DATA TO USE:
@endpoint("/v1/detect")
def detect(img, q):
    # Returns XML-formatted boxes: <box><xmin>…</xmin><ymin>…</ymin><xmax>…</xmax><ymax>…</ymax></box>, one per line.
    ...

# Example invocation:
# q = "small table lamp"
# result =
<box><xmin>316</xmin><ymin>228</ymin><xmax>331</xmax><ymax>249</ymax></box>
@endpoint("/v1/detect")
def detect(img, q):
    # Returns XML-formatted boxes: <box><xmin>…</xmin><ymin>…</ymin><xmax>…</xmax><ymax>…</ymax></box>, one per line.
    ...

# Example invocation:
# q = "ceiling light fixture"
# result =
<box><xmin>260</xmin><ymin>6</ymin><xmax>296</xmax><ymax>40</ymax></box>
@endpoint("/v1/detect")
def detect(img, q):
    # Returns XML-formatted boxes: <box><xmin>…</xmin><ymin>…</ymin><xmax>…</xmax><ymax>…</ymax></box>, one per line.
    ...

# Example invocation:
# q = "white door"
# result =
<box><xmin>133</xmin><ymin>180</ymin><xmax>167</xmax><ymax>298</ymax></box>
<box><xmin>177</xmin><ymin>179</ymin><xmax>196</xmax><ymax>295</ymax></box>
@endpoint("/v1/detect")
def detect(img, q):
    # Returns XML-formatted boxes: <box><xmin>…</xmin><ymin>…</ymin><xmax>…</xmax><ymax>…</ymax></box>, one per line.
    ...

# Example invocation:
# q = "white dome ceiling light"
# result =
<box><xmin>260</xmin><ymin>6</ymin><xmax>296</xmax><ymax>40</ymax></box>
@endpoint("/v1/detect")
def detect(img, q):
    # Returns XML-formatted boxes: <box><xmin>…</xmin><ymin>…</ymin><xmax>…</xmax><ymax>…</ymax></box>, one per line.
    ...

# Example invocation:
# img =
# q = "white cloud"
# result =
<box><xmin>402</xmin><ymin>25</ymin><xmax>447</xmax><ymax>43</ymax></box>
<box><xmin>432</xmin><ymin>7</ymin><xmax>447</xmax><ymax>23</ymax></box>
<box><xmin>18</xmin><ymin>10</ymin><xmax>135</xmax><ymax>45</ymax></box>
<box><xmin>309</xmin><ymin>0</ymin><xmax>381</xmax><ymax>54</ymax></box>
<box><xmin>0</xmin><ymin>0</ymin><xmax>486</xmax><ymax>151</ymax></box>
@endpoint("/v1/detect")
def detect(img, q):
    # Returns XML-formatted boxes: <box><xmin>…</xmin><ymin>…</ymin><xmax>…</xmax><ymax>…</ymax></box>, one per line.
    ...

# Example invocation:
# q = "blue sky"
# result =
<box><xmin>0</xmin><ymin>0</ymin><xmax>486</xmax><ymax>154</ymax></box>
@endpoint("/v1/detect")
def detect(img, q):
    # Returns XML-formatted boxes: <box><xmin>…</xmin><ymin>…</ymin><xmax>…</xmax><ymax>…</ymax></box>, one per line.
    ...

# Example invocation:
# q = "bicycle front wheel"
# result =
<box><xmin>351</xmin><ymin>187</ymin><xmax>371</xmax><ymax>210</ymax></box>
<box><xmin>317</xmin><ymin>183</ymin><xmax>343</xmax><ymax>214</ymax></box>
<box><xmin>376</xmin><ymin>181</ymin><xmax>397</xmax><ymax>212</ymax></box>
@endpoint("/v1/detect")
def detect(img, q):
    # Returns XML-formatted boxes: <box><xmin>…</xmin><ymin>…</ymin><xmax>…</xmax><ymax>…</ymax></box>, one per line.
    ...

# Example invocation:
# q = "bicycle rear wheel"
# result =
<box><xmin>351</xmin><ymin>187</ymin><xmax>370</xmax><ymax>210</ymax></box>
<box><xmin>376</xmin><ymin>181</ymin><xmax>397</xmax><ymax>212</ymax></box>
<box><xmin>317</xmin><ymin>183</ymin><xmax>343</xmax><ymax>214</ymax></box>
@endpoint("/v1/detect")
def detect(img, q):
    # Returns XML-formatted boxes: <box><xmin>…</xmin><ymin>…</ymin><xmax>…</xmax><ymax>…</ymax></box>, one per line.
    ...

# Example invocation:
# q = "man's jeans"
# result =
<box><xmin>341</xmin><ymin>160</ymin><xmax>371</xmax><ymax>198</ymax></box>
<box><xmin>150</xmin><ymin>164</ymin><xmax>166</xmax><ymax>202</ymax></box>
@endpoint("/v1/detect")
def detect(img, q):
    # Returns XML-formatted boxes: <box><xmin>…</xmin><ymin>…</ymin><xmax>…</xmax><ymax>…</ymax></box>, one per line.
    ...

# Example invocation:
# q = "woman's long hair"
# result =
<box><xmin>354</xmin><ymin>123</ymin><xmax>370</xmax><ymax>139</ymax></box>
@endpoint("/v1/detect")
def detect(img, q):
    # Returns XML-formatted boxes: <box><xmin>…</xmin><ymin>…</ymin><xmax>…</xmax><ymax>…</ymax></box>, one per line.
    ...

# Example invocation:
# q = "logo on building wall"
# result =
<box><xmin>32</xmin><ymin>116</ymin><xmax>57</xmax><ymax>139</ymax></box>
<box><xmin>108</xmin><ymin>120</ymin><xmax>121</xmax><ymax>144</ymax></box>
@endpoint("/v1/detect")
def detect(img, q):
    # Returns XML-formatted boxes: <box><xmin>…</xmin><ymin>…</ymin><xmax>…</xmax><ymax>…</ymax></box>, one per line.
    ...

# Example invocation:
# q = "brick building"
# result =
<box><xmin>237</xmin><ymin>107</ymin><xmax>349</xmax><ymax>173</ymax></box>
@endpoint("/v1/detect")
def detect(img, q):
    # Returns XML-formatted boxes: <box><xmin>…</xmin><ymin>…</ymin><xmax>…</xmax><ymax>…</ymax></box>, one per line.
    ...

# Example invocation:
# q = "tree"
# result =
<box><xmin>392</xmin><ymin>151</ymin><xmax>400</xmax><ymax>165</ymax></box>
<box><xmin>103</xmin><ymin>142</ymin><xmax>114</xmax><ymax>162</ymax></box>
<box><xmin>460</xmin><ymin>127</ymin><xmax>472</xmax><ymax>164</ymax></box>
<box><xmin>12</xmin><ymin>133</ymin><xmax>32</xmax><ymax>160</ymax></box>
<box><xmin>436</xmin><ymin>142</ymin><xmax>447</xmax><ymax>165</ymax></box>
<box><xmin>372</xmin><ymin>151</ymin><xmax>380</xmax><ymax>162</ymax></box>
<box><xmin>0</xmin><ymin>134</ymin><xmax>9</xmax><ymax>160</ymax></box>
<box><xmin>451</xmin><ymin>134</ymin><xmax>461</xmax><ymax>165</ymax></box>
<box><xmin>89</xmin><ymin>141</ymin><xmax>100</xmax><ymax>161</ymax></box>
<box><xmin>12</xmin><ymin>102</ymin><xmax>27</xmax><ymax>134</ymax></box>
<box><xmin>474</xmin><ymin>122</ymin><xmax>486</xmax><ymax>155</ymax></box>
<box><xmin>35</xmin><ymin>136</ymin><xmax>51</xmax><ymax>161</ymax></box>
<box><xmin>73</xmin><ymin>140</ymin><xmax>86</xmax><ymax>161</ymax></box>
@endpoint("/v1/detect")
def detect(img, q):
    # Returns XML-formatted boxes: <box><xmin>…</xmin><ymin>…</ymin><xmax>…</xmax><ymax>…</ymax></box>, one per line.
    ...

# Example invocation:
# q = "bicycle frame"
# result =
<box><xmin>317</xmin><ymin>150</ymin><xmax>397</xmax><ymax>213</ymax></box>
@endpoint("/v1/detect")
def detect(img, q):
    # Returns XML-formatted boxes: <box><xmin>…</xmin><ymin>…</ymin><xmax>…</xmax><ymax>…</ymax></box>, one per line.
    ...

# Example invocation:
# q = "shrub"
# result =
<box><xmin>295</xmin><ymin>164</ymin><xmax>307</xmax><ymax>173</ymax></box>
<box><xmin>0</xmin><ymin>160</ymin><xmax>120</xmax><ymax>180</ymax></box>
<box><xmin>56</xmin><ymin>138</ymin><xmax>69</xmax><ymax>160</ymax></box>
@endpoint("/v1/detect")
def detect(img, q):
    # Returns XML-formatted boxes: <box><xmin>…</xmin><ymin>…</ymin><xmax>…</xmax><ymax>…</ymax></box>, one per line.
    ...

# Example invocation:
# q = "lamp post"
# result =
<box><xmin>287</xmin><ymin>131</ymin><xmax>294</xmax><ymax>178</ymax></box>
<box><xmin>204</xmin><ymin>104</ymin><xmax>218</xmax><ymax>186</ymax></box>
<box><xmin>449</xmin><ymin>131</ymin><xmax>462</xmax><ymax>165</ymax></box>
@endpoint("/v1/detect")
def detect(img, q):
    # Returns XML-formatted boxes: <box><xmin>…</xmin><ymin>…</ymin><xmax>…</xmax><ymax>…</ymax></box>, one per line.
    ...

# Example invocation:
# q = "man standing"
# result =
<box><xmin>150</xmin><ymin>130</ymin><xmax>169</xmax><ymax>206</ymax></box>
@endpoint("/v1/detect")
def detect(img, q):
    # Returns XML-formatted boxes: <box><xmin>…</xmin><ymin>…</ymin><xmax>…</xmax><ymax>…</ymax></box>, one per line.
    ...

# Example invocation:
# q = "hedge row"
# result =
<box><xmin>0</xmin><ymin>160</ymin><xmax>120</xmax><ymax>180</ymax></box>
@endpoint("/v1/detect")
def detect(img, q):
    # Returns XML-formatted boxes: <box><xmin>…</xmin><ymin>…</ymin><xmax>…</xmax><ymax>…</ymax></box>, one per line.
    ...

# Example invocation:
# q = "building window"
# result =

THE REQUEST: Locate every line in the items above that contains the string "light", treating uppercase and lowercase as distinct, and copy each such line in full.

SOLUTION FOR THIS EXERCISE:
# q = "ceiling light fixture"
# q = "white dome ceiling light"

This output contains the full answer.